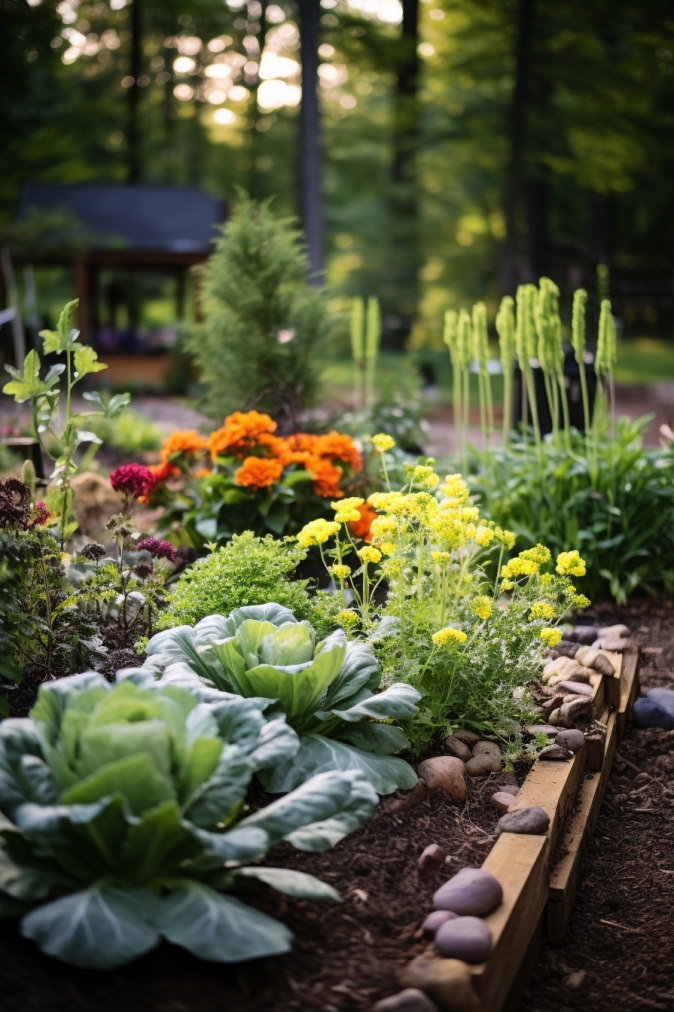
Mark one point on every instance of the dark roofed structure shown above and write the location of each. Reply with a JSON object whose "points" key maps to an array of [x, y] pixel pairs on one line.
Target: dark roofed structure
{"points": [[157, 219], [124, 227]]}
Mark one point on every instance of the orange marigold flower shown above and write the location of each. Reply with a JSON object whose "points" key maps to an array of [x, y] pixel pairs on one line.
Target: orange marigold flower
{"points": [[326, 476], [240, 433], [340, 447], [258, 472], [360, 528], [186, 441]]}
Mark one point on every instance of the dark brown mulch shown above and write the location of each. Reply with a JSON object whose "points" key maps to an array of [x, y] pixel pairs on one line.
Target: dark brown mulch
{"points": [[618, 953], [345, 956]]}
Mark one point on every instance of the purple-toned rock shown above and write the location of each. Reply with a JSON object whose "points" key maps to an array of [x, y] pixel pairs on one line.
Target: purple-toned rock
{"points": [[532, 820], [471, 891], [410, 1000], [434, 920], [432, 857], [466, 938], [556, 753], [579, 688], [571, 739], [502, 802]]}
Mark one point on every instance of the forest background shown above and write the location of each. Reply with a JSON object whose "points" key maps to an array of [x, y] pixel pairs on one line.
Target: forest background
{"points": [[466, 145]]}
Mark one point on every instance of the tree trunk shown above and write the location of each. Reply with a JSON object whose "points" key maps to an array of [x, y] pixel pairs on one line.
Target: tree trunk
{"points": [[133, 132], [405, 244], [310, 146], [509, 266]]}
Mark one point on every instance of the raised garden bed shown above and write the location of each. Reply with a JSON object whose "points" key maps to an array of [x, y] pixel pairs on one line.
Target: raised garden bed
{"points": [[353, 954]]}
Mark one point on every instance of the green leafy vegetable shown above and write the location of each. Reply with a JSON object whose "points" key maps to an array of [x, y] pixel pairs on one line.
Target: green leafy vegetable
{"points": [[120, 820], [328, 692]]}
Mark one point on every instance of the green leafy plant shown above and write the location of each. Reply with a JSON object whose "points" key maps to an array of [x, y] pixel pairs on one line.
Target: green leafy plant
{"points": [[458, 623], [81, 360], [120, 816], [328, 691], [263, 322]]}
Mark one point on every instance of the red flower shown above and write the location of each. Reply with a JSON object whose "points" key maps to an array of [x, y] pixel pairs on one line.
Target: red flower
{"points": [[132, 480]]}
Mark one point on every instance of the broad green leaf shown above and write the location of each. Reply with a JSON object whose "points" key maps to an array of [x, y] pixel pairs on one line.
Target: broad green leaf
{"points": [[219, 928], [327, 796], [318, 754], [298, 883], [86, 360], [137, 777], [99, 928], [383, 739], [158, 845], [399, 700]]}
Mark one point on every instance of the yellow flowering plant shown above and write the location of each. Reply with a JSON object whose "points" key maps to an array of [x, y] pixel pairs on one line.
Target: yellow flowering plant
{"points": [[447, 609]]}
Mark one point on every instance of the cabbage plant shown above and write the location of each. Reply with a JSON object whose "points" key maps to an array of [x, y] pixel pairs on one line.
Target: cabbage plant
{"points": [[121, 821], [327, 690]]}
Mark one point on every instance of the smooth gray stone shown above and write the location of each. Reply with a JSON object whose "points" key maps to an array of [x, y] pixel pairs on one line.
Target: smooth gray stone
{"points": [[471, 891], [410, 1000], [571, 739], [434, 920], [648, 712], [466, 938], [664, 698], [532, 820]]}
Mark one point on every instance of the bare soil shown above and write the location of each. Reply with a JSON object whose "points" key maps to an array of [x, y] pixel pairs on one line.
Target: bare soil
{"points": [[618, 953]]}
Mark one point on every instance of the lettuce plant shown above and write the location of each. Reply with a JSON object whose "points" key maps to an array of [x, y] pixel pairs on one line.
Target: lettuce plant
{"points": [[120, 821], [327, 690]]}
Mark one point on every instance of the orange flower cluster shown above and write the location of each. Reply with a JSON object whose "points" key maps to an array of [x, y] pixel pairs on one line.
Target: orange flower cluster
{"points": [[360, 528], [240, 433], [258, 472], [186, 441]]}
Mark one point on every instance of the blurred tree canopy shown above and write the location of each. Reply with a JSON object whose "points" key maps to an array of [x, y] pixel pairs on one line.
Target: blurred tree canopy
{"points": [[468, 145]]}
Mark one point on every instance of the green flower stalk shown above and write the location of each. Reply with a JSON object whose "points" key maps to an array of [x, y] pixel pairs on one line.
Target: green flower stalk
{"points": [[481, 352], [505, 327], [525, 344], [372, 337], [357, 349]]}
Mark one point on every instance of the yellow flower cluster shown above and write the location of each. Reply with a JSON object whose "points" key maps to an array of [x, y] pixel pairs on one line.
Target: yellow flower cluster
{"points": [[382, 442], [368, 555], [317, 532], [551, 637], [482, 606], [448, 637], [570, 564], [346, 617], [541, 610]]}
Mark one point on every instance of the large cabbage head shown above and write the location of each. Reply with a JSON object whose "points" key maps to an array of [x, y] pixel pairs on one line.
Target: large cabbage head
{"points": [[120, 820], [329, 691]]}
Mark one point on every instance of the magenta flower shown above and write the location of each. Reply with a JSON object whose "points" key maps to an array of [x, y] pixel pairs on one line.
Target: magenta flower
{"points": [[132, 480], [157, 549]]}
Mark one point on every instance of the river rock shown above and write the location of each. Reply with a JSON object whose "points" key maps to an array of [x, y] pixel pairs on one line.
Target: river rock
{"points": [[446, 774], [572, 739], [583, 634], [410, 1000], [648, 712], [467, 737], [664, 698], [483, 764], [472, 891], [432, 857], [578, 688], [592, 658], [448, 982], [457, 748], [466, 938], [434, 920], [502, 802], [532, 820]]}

= = = =

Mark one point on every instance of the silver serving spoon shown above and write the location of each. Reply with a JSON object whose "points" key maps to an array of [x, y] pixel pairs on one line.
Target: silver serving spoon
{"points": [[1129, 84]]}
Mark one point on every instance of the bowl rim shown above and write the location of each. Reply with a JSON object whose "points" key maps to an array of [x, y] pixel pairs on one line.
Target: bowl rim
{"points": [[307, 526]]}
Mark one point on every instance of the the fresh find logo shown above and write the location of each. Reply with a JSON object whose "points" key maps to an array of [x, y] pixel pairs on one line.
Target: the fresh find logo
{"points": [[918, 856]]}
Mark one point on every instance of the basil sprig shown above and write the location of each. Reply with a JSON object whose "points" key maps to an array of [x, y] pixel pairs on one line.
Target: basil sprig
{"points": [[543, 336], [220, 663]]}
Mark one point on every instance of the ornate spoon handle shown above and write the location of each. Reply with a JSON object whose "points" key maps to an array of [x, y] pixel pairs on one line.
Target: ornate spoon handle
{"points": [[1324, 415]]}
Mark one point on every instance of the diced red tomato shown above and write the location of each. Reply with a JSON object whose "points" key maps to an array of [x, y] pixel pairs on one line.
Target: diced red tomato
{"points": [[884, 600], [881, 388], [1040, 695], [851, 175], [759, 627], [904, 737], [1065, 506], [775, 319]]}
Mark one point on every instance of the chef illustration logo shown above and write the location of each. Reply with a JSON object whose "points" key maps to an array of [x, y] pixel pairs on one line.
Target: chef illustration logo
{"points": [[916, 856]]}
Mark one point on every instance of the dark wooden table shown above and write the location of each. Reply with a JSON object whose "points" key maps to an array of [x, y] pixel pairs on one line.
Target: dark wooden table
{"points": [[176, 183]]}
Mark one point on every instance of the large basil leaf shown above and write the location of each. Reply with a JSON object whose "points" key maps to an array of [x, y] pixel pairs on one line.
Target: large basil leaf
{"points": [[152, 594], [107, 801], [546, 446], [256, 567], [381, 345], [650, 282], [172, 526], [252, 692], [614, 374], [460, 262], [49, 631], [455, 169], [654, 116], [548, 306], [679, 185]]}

= = = =

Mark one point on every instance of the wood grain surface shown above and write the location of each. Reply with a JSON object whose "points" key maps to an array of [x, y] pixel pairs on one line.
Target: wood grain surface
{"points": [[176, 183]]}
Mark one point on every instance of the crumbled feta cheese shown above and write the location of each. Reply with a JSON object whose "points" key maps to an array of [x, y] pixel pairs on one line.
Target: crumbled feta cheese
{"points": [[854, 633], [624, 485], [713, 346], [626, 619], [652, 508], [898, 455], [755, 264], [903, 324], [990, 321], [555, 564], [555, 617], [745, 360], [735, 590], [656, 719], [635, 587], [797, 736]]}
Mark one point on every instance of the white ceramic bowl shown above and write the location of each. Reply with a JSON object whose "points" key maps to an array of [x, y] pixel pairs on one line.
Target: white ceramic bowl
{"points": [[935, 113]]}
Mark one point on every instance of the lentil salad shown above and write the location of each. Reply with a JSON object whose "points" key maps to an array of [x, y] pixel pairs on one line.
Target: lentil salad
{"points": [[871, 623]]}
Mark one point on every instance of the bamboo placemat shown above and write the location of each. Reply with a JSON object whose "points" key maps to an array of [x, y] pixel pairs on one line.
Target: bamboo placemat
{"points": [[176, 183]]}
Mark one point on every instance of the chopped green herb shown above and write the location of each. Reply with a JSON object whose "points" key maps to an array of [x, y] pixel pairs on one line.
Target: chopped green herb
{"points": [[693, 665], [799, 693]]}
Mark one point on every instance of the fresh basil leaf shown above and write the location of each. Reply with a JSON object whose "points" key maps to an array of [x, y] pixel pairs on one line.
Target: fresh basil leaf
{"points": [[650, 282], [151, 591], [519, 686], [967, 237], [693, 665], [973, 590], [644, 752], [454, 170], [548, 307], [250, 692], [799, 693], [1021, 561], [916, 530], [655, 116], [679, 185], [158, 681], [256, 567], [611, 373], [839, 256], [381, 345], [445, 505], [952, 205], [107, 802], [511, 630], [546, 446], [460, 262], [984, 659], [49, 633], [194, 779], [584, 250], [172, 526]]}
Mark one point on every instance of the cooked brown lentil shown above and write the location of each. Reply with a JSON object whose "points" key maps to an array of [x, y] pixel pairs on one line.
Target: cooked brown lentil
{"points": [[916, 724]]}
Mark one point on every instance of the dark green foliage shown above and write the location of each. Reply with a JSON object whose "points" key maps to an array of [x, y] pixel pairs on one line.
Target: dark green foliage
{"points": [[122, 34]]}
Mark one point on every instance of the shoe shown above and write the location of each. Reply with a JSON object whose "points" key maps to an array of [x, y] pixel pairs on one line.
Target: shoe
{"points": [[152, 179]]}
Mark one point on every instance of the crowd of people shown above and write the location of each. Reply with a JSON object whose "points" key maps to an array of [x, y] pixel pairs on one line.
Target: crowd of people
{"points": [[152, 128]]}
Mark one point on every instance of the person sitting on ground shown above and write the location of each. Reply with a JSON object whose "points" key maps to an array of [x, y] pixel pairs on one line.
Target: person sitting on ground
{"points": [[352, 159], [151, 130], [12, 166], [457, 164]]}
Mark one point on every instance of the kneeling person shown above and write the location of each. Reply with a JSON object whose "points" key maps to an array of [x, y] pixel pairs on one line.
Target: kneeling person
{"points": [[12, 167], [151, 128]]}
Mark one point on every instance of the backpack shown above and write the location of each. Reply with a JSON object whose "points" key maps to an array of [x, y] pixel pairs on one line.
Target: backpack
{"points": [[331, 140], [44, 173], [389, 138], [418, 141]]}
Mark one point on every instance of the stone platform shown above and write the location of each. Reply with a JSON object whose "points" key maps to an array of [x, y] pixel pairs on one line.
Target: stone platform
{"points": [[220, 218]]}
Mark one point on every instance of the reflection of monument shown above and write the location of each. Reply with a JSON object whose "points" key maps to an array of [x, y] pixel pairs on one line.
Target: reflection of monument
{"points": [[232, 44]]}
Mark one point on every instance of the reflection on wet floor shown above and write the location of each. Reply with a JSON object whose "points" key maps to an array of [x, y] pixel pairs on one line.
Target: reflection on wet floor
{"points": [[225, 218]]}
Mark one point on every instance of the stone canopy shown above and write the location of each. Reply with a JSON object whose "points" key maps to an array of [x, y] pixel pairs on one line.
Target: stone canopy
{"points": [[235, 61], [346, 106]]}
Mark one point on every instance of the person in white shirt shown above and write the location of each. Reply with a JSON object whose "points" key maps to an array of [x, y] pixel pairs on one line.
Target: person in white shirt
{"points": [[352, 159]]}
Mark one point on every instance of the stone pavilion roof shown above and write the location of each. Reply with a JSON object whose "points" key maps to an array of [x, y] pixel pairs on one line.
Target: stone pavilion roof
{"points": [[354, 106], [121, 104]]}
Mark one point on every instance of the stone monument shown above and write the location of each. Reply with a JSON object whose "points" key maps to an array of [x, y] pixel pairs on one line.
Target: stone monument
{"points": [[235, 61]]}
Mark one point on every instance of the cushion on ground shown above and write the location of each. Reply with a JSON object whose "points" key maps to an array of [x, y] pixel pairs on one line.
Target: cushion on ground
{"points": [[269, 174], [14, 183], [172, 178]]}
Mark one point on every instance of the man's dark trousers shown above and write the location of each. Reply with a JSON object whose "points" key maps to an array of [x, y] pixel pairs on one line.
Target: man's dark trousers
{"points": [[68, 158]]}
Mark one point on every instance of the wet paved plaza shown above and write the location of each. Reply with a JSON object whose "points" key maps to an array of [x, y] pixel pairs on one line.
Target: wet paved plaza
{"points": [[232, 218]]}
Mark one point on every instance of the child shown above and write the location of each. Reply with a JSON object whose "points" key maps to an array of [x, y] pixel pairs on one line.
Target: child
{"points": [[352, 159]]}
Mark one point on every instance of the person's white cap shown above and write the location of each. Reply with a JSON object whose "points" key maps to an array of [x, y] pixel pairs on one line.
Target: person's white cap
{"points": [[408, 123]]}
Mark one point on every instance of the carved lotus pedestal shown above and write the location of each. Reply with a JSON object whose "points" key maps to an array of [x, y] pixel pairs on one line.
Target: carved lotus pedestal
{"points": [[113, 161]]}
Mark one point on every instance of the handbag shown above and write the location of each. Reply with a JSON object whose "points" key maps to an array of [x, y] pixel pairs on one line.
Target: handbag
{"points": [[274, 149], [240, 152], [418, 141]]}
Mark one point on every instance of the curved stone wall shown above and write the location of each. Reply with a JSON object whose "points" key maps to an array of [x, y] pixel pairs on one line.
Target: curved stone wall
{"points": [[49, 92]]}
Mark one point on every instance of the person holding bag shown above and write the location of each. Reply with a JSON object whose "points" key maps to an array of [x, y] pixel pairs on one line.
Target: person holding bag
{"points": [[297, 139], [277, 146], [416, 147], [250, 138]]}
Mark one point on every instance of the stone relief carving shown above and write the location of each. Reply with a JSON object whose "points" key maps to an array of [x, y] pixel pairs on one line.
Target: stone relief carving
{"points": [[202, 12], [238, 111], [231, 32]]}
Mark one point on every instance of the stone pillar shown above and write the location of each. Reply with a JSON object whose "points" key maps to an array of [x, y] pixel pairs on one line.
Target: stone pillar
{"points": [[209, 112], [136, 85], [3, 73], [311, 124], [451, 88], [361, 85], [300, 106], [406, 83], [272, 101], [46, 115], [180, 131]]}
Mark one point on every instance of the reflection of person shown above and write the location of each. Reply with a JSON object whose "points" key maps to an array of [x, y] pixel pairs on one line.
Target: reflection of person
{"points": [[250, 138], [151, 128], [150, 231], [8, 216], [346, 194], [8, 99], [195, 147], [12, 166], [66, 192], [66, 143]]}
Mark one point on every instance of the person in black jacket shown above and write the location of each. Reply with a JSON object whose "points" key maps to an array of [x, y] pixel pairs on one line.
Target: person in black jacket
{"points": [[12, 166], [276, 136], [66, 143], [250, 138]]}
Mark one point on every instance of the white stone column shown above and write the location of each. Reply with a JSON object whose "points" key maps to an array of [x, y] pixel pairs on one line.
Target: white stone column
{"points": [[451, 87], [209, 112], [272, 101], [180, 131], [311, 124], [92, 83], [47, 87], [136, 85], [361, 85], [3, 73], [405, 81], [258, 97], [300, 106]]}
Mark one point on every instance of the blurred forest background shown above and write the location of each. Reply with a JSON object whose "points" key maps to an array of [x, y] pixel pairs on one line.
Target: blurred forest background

= = = =

▸ **JOB**: Rewrite the material starting at the line containing "Mark one point on every instance of the person in black" and ending at the line containing "Target: person in black jacket", substituting "navy raincoat" for "black jacket" and leaving everything else unchanged. Give back only those lines.

▸ **RESULT**:
Mark one point on every instance of the person in navy raincoat shown above and write the location of each. Reply with a JSON object whose "points" key maps to an array of [x, y] pixel pairs on one line.
Target: person in navy raincoat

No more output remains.